-- Document text follows --

In Our Opinion: Regional reopening plan doesn’t work for Island County

It’s ridiculous that people can’t eat inside restaurants in Island County, which has largely maintained low COVID-19 infection rates, while restaurant customers are joyfully chowing down and clinking glasses in Snohomish County, the literal epicenter of the pandemic in the U.S.

Elected officials in Island County were so incensed by the unfairness of Gov. Jay Inslee’s latest phased reopening plan that they held a special meeting this week to scold one of his staff members and write a strongly worded letter to the man himself.

The problem is that Island County is grouped with Skagit, San Juan and Whatcom counties in a plan that divides the state into regions and sets metrics based on levels of improvements. The region that includes Snohomish and King counties was able to graduate to Phase 2 because the numbers went from totally scary to not-quite-as scary.

Island County’s COVID response manager told commissioners this week that the county would be able to move to the second phase if it was alone in the region. Apparently faraway Whatcom is the one bringing the entire North Region down.

Langley Mayor Tim Callison pointed out that Island County was among the first counties to move to Phase 3 under the prior reopening plan due to low numbers of new cases, plenty of open hospital beds and other healthy statistics. Langley was one of the first communities to require masks.

It’s not that there haven’t been problems on the island. There were a number of crowded and maskless conservative political events. The county public health department has had staffing and ongoing communication problems.

Yet the rollout of vaccinations by the county and the WhidbeyHealth hospital district has been successful. By and large, residents and businesses have been conscientious in following safety rules.

The regional approach make sense in principle. Borders between counties are porous. The governor’s representative said the model is meant to prevent medical systems from being overwhelmed in areas larger than counties. Yet Island County residents seeking off-island care travel to Snohomish and Skagit counties, and even King County, but rarely Whatcom.

As the name suggests, Island County is made up of islands, which translates to relative isolation and independence. The state should consider an Island Region to acknowledge the unique characteristics.

And business owners and everyday citizens should follow the lead of elected officials and send letters of protest to the governor’s office. Intelligent, respectful messages with proper punctuation.

-- Document text concluded --
-- Material provided follows --

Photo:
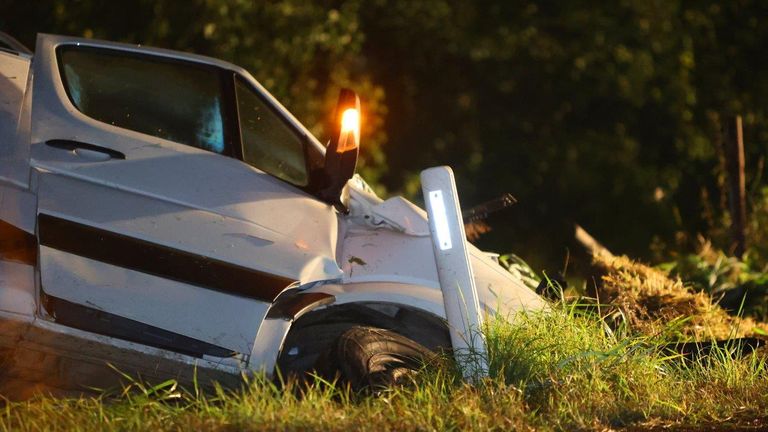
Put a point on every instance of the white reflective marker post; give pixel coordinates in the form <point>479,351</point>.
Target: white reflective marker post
<point>462,308</point>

-- Material provided concluded --

**The problem**
Repeat, word for word, the stretch of the Island County reopening editorial from "Elected officials in" through "North Region down.".

**Expected answer**
Elected officials in Island County were so incensed by the unfairness of Gov. Jay Inslee’s latest phased reopening plan that they held a special meeting this week to scold one of his staff members and write a strongly worded letter to the man himself.

The problem is that Island County is grouped with Skagit, San Juan and Whatcom counties in a plan that divides the state into regions and sets metrics based on levels of improvements. The region that includes Snohomish and King counties was able to graduate to Phase 2 because the numbers went from totally scary to not-quite-as scary.

Island County’s COVID response manager told commissioners this week that the county would be able to move to the second phase if it was alone in the region. Apparently faraway Whatcom is the one bringing the entire North Region down.